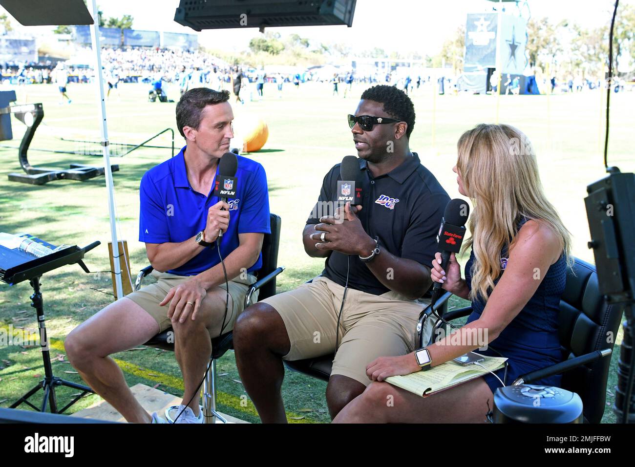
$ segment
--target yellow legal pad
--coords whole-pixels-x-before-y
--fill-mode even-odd
[[[495,371],[503,367],[506,360],[499,356],[486,356],[485,360],[479,363],[490,371]],[[427,371],[418,371],[404,376],[389,376],[385,381],[398,388],[425,397],[488,372],[482,367],[474,363],[464,367],[450,360]]]

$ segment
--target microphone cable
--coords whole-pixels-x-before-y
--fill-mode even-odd
[[[338,342],[340,337],[340,318],[342,318],[342,311],[344,309],[344,302],[346,301],[346,292],[349,290],[349,273],[351,271],[351,255],[346,256],[346,283],[344,285],[344,293],[342,295],[342,306],[340,307],[340,313],[337,315],[337,325],[335,327],[335,353],[337,353]],[[344,338],[344,335],[342,336]]]
[[[222,334],[223,334],[223,330],[225,329],[225,326],[226,325],[225,324],[225,320],[227,317],[227,309],[229,307],[229,281],[227,280],[227,270],[225,268],[225,260],[223,259],[222,255],[220,254],[220,242],[218,241],[218,239],[217,239],[217,242],[216,242],[217,251],[218,251],[218,257],[220,258],[220,264],[223,266],[223,274],[225,276],[225,313],[223,315],[223,322],[222,323],[221,326],[220,326],[220,333],[218,334],[218,335],[220,336],[220,335],[222,335]],[[346,274],[346,283],[347,283],[347,285],[348,285],[348,280],[348,280],[348,273],[347,273],[347,274]],[[345,297],[345,296],[346,296],[346,290],[345,289],[344,290],[344,297]],[[344,299],[342,299],[342,308],[344,308]],[[340,314],[342,313],[342,309],[340,309]],[[338,321],[337,322],[338,322],[338,325],[339,325],[339,322],[340,322],[339,321],[339,319],[338,319]],[[336,340],[336,347],[335,347],[335,348],[336,348],[336,349],[337,348],[337,340]],[[213,352],[214,349],[212,349],[211,351]],[[192,396],[192,397],[188,401],[187,403],[185,404],[185,407],[184,407],[181,410],[181,411],[180,412],[178,412],[178,415],[177,416],[177,418],[174,419],[174,421],[172,422],[172,423],[177,423],[177,421],[178,419],[178,417],[181,416],[181,414],[185,411],[185,409],[187,407],[188,407],[190,403],[192,403],[192,401],[194,400],[194,397],[196,397],[196,395],[199,393],[199,391],[201,389],[201,386],[203,385],[203,383],[205,381],[205,379],[207,378],[208,373],[210,372],[210,369],[211,368],[211,363],[212,363],[213,361],[213,360],[212,358],[210,358],[210,363],[207,365],[207,369],[205,370],[205,374],[203,375],[203,379],[201,380],[201,382],[199,382],[199,384],[198,384],[198,386],[196,386],[196,391],[194,391],[194,395]]]

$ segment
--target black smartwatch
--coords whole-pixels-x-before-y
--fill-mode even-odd
[[[204,236],[203,236],[204,231],[201,230],[200,232],[196,234],[196,238],[194,240],[196,240],[196,243],[200,245],[201,247],[211,247],[214,244],[214,242],[211,242],[210,243],[209,241],[205,241],[205,240],[203,240],[203,238],[204,238]]]
[[[430,369],[430,365],[432,361],[430,358],[430,352],[428,351],[427,349],[423,347],[418,350],[415,350],[415,358],[417,358],[417,363],[421,367],[422,370],[425,371]]]

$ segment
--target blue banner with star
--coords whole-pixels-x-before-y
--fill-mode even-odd
[[[502,19],[498,46],[502,72],[523,74],[528,62],[525,51],[527,43],[527,21],[511,15],[503,15]]]
[[[498,17],[496,13],[467,15],[465,24],[466,72],[496,67],[497,44],[500,48],[504,74],[523,74],[527,65],[525,44],[527,22],[519,17],[501,15],[500,37],[497,39]]]
[[[465,71],[496,66],[496,13],[468,15],[465,24]]]

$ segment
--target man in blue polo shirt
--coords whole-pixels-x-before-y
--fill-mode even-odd
[[[201,423],[196,395],[210,360],[210,337],[232,328],[262,265],[263,237],[270,233],[262,166],[237,156],[236,198],[225,203],[213,196],[218,161],[234,137],[229,98],[227,91],[206,88],[185,93],[177,105],[177,123],[187,146],[141,180],[139,240],[145,243],[157,281],[110,304],[65,342],[69,360],[84,380],[130,422],[164,421],[135,399],[109,355],[171,326],[184,386],[177,423]]]

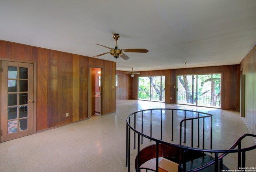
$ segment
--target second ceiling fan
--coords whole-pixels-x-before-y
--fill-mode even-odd
[[[101,54],[100,54],[97,55],[97,56],[92,57],[92,58],[95,58],[98,57],[99,56],[101,56],[110,53],[112,56],[114,56],[116,59],[117,59],[119,56],[123,58],[124,60],[128,60],[130,58],[129,57],[126,56],[123,52],[142,52],[146,53],[148,52],[148,50],[145,48],[132,48],[132,49],[119,49],[117,47],[117,41],[120,38],[120,36],[118,34],[113,34],[113,37],[114,39],[116,41],[116,46],[114,48],[111,48],[110,47],[108,47],[104,45],[100,45],[98,44],[95,44],[96,45],[99,45],[100,46],[103,46],[103,47],[106,48],[110,50],[110,51],[108,52],[106,52],[104,53]]]

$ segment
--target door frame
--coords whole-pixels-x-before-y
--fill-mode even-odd
[[[92,116],[92,115],[91,116],[89,116],[89,115],[90,115],[90,106],[92,106],[91,103],[90,103],[90,94],[92,94],[92,93],[90,92],[90,68],[100,68],[100,115],[102,115],[102,100],[103,100],[103,97],[102,97],[102,95],[103,95],[103,94],[102,94],[102,91],[103,91],[103,89],[102,89],[102,71],[103,71],[103,67],[102,66],[95,66],[95,65],[88,65],[88,112],[87,112],[87,113],[88,114],[88,118],[90,118],[90,117],[91,117],[91,116]]]
[[[2,68],[2,62],[3,61],[5,61],[7,62],[18,62],[19,63],[30,63],[31,64],[33,64],[34,66],[33,68],[33,79],[34,79],[34,91],[33,91],[33,101],[34,103],[33,104],[33,134],[36,133],[36,111],[37,111],[37,97],[36,97],[36,88],[37,87],[37,81],[36,81],[36,76],[37,76],[37,63],[36,62],[32,61],[28,61],[28,60],[16,60],[16,59],[12,59],[10,58],[0,58],[0,68]],[[1,69],[2,70],[2,69]],[[2,70],[1,71],[2,72]],[[2,103],[1,100],[2,100],[2,74],[0,74],[0,95],[1,96],[1,98],[0,98],[0,104],[1,104]],[[2,114],[1,114],[1,112],[2,112],[1,106],[0,106],[0,129],[2,128],[2,126],[1,126],[1,117],[2,116]],[[1,137],[0,136],[0,143],[2,142],[1,140]]]

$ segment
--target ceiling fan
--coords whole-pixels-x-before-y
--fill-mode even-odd
[[[119,57],[120,56],[121,57],[123,58],[124,60],[128,60],[130,58],[129,57],[126,56],[124,53],[123,52],[143,52],[143,53],[146,53],[148,52],[148,50],[146,49],[118,49],[117,47],[117,40],[120,38],[120,36],[118,34],[113,34],[113,38],[114,38],[114,39],[116,41],[116,46],[114,48],[111,48],[104,46],[102,45],[100,45],[98,44],[95,44],[96,45],[99,45],[100,46],[103,46],[103,47],[106,48],[108,48],[110,50],[110,51],[108,52],[106,52],[104,53],[101,54],[100,54],[97,55],[97,56],[94,56],[93,57],[92,57],[92,58],[95,58],[96,57],[98,57],[99,56],[102,56],[104,54],[107,54],[110,53],[112,56],[114,56],[115,58],[116,58],[116,60],[115,60],[115,62],[116,62],[116,60],[117,60],[117,58]]]
[[[134,76],[134,74],[140,74],[140,72],[133,72],[133,68],[132,68],[132,72],[124,72],[125,74],[131,74],[131,76],[133,77]]]

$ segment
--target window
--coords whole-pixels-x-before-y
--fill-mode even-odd
[[[138,77],[138,99],[164,102],[165,76]]]
[[[178,75],[178,104],[220,108],[221,74]]]

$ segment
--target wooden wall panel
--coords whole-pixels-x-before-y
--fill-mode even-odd
[[[79,56],[79,120],[88,118],[88,66],[90,58]]]
[[[104,60],[103,64],[101,114],[104,115],[116,111],[116,63]]]
[[[37,131],[88,118],[89,65],[105,71],[103,87],[107,100],[103,100],[102,114],[115,111],[113,62],[1,40],[0,58],[37,63]]]
[[[130,98],[138,99],[138,76],[166,76],[165,102],[176,104],[176,76],[182,74],[198,74],[219,73],[222,74],[222,102],[223,109],[237,110],[239,108],[239,65],[228,65],[202,68],[187,68],[184,69],[167,70],[140,72],[140,74],[136,75],[132,79],[132,88]],[[170,98],[172,98],[171,100]]]
[[[48,54],[48,50],[40,48],[38,54],[37,130],[47,128]]]
[[[73,55],[73,121],[79,120],[79,56]]]
[[[73,59],[70,53],[55,52],[58,60],[58,125],[72,122]],[[66,113],[69,116],[66,117]]]
[[[124,73],[124,71],[116,70],[116,74],[118,75],[118,86],[116,87],[116,100],[128,100],[130,97],[129,88],[130,87],[131,77]]]
[[[39,48],[39,50],[41,48]],[[47,89],[48,96],[47,96],[48,105],[44,108],[47,108],[47,128],[53,127],[58,125],[58,59],[54,57],[53,50],[48,50],[48,53],[46,58],[48,59],[48,75],[45,76],[45,80],[47,82]],[[38,121],[40,123],[40,121]],[[45,128],[44,128],[45,129]]]
[[[6,58],[6,42],[0,41],[0,58]]]
[[[245,75],[245,120],[253,134],[256,134],[256,45],[240,63]]]

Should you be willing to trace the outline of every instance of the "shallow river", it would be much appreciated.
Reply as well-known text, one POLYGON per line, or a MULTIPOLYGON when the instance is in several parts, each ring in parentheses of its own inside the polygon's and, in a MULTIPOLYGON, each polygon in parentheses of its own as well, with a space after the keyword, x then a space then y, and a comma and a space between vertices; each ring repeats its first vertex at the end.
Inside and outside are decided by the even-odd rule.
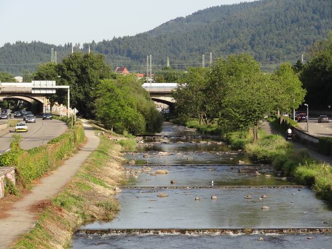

☆ ☆ ☆ ☆

## WHAT THIS TASK INVOLVES
Only what runs from the line containing "Should you be" through the end of the entries above should be extracted, exactly and without pictures.

## PROBLEM SOLUTION
Should you be willing to trace the outline of every instance of the "shallow river", it would be much appreciated.
Reply as well-known text, one POLYGON per line, or a MULTIPOLYGON when the instance is in several parts, each ring in parentheses of its own inside the polygon's and, in a MULTIPOLYGON, each polygon in parentheses of its own as well, with a space after the keyword, x then a space then y, and a comma and a space between vertices; each ring repeats its first vertex at the end.
Inside and outside are decided by the even-odd rule.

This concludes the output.